=== EXERCISE DESCRIPTION ===
Each line of the material below should be reproduced exactly.

=== RAW DATA ===
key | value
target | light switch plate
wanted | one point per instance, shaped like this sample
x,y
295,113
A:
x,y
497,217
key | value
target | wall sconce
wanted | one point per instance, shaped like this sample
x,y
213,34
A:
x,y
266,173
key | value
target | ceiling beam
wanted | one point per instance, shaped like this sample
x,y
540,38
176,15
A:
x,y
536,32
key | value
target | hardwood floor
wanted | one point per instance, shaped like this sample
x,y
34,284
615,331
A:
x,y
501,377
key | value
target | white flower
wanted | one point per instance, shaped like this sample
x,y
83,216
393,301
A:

=== THE REPLY ===
key | value
target | light switch plate
wanted | one point per instance, shaped like this sample
x,y
295,113
A:
x,y
497,217
key | value
target | wall sconce
wanted | one point per instance, shaped like this sample
x,y
213,34
A:
x,y
266,173
key | value
target | ceiling beam
wanted | one point per instance, shaped like this sample
x,y
540,38
176,15
A:
x,y
536,32
key | value
target | hardwood floor
wanted | one point per instance, shaped like this sample
x,y
34,284
615,331
A:
x,y
501,377
key | value
target | white flower
wanted | one point per instance, shaped like this sample
x,y
83,216
393,301
A:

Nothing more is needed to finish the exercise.